---- Data to examine
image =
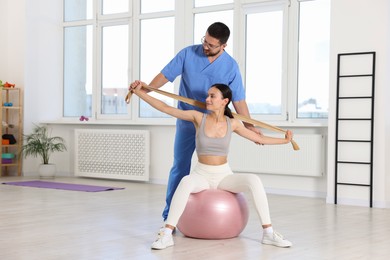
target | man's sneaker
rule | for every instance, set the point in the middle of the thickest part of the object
(275, 239)
(163, 241)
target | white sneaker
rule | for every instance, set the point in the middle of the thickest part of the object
(275, 239)
(163, 227)
(163, 241)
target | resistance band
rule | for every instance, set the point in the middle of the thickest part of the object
(203, 106)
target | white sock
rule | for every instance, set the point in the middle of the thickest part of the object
(168, 231)
(269, 230)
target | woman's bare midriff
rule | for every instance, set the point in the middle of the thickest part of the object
(212, 159)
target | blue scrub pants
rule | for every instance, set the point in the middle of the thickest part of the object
(184, 148)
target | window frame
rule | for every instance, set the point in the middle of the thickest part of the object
(184, 14)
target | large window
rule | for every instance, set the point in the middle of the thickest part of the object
(281, 46)
(264, 60)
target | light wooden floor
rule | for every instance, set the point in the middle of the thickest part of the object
(55, 224)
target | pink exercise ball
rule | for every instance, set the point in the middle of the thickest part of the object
(214, 214)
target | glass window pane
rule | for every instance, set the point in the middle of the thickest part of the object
(75, 10)
(204, 20)
(78, 71)
(154, 59)
(115, 6)
(313, 75)
(199, 3)
(151, 6)
(115, 53)
(264, 36)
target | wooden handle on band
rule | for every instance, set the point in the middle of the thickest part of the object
(203, 106)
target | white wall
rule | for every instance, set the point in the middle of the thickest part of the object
(12, 41)
(358, 26)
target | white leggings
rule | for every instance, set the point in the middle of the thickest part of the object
(221, 177)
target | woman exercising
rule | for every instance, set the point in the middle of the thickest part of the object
(213, 134)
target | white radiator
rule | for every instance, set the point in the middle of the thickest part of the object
(246, 156)
(112, 154)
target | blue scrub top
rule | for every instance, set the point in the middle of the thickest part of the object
(198, 74)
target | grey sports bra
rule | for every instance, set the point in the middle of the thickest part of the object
(213, 146)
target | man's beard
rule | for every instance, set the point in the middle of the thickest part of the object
(208, 53)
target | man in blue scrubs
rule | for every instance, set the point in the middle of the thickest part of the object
(200, 66)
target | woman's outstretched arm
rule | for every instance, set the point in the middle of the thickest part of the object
(188, 115)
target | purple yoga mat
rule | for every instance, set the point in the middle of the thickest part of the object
(61, 186)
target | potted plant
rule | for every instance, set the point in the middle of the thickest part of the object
(41, 144)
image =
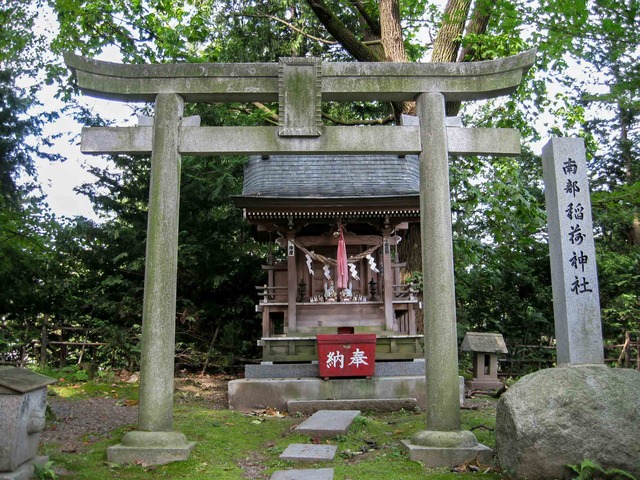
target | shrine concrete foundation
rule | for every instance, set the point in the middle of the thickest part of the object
(257, 393)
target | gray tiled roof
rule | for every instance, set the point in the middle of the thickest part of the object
(330, 176)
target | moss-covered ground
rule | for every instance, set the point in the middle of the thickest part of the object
(233, 445)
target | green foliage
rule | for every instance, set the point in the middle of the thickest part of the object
(44, 472)
(588, 470)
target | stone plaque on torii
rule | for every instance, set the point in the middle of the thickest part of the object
(299, 85)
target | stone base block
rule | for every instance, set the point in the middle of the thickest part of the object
(151, 448)
(483, 384)
(449, 457)
(258, 393)
(24, 471)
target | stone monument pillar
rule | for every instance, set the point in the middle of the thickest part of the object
(576, 300)
(583, 410)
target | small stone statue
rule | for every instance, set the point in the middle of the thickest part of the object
(330, 292)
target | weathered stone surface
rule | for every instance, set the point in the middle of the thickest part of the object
(562, 416)
(22, 419)
(300, 452)
(151, 448)
(574, 276)
(344, 81)
(296, 370)
(265, 140)
(449, 457)
(440, 341)
(249, 394)
(25, 471)
(483, 342)
(328, 423)
(435, 438)
(309, 474)
(308, 407)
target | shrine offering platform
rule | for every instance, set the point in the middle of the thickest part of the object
(298, 387)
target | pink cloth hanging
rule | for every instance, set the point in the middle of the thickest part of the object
(342, 269)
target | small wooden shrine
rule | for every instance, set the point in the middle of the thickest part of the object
(339, 220)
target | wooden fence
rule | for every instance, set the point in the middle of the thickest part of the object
(523, 359)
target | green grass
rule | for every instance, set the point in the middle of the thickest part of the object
(230, 444)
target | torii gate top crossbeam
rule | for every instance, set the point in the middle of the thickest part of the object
(232, 82)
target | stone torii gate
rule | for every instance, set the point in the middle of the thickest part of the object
(299, 85)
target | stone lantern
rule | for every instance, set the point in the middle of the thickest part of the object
(23, 403)
(485, 348)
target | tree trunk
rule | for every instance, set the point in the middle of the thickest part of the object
(626, 152)
(476, 26)
(448, 40)
(341, 33)
(391, 31)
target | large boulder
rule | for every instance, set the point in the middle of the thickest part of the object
(561, 416)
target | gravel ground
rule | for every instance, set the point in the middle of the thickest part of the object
(79, 422)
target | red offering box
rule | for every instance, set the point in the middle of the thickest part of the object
(351, 355)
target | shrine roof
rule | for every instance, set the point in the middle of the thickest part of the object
(331, 176)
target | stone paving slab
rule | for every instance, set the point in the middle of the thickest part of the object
(301, 452)
(328, 423)
(311, 474)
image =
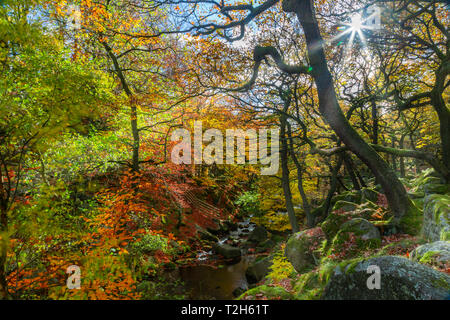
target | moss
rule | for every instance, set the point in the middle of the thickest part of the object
(270, 292)
(441, 283)
(411, 222)
(310, 286)
(345, 206)
(349, 242)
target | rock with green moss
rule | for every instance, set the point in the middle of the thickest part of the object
(436, 217)
(258, 269)
(368, 194)
(265, 291)
(345, 206)
(434, 254)
(400, 279)
(353, 237)
(338, 216)
(301, 248)
(227, 251)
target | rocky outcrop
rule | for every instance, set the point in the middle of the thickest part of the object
(435, 254)
(353, 237)
(436, 217)
(227, 251)
(259, 269)
(400, 279)
(258, 235)
(205, 234)
(301, 248)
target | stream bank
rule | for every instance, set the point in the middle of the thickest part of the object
(214, 277)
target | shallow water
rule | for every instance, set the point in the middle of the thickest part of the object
(206, 282)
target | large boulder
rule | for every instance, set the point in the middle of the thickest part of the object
(301, 248)
(205, 234)
(258, 235)
(227, 251)
(434, 254)
(436, 217)
(355, 236)
(400, 279)
(258, 269)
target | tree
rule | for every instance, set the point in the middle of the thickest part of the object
(42, 94)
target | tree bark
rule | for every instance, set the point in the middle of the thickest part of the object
(301, 190)
(285, 176)
(329, 108)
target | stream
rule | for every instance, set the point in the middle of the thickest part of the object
(207, 282)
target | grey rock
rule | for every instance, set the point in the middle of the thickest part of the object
(227, 251)
(438, 251)
(259, 269)
(400, 279)
(259, 234)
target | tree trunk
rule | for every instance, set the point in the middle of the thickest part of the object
(351, 172)
(285, 176)
(329, 108)
(3, 244)
(305, 202)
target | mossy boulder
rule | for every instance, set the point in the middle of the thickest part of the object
(302, 248)
(368, 194)
(227, 251)
(436, 217)
(346, 206)
(436, 188)
(436, 254)
(400, 279)
(258, 269)
(266, 292)
(353, 237)
(205, 234)
(258, 235)
(367, 210)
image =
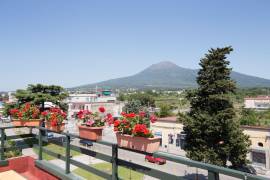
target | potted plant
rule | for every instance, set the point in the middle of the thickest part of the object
(54, 118)
(92, 124)
(132, 132)
(27, 115)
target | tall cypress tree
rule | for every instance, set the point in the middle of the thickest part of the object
(213, 133)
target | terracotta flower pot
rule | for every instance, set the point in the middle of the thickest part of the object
(30, 122)
(55, 128)
(91, 133)
(149, 145)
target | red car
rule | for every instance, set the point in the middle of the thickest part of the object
(156, 160)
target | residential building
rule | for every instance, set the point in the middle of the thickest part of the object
(260, 146)
(259, 102)
(1, 108)
(171, 133)
(92, 102)
(173, 140)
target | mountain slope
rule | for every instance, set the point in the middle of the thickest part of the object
(169, 75)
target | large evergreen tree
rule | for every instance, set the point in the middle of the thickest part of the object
(213, 133)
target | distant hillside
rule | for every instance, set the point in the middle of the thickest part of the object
(169, 75)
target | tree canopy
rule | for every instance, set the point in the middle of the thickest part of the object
(39, 94)
(213, 133)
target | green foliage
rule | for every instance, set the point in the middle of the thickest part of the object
(12, 153)
(121, 97)
(213, 134)
(165, 111)
(133, 106)
(181, 117)
(145, 99)
(7, 107)
(38, 94)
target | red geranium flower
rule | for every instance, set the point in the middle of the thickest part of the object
(153, 118)
(130, 115)
(142, 114)
(117, 123)
(101, 109)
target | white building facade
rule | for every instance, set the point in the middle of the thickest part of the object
(259, 103)
(92, 102)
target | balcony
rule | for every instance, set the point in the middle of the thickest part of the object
(117, 158)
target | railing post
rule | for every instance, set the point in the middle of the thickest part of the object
(2, 144)
(213, 175)
(67, 154)
(40, 144)
(115, 162)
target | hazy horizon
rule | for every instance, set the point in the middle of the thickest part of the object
(83, 42)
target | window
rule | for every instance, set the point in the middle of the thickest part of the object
(258, 158)
(178, 140)
(170, 138)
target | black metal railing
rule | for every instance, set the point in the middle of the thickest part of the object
(213, 171)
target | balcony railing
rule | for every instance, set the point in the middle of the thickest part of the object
(213, 171)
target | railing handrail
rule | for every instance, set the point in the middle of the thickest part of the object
(213, 170)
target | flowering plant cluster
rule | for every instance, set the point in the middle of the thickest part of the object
(54, 116)
(97, 119)
(135, 124)
(26, 112)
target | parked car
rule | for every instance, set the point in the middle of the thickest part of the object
(247, 169)
(156, 160)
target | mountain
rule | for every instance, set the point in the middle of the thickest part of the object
(167, 75)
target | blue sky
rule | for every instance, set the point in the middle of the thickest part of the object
(72, 43)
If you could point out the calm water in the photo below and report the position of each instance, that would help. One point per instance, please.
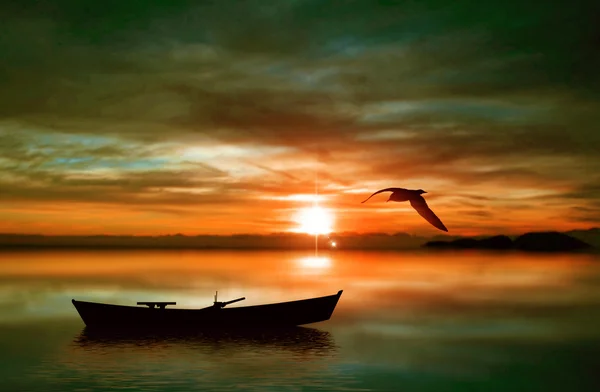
(462, 321)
--------
▸ **What to produce**: Quote only what lies between the first line of the records and the line containing "target | white sneaker", please, including both lines and excluding images.

▸ **Response to this exercise**:
image =
target | man's sneaker
rule | for every instance, set the point in the middle of the thickest part of the object
(275, 239)
(163, 241)
target | white sneaker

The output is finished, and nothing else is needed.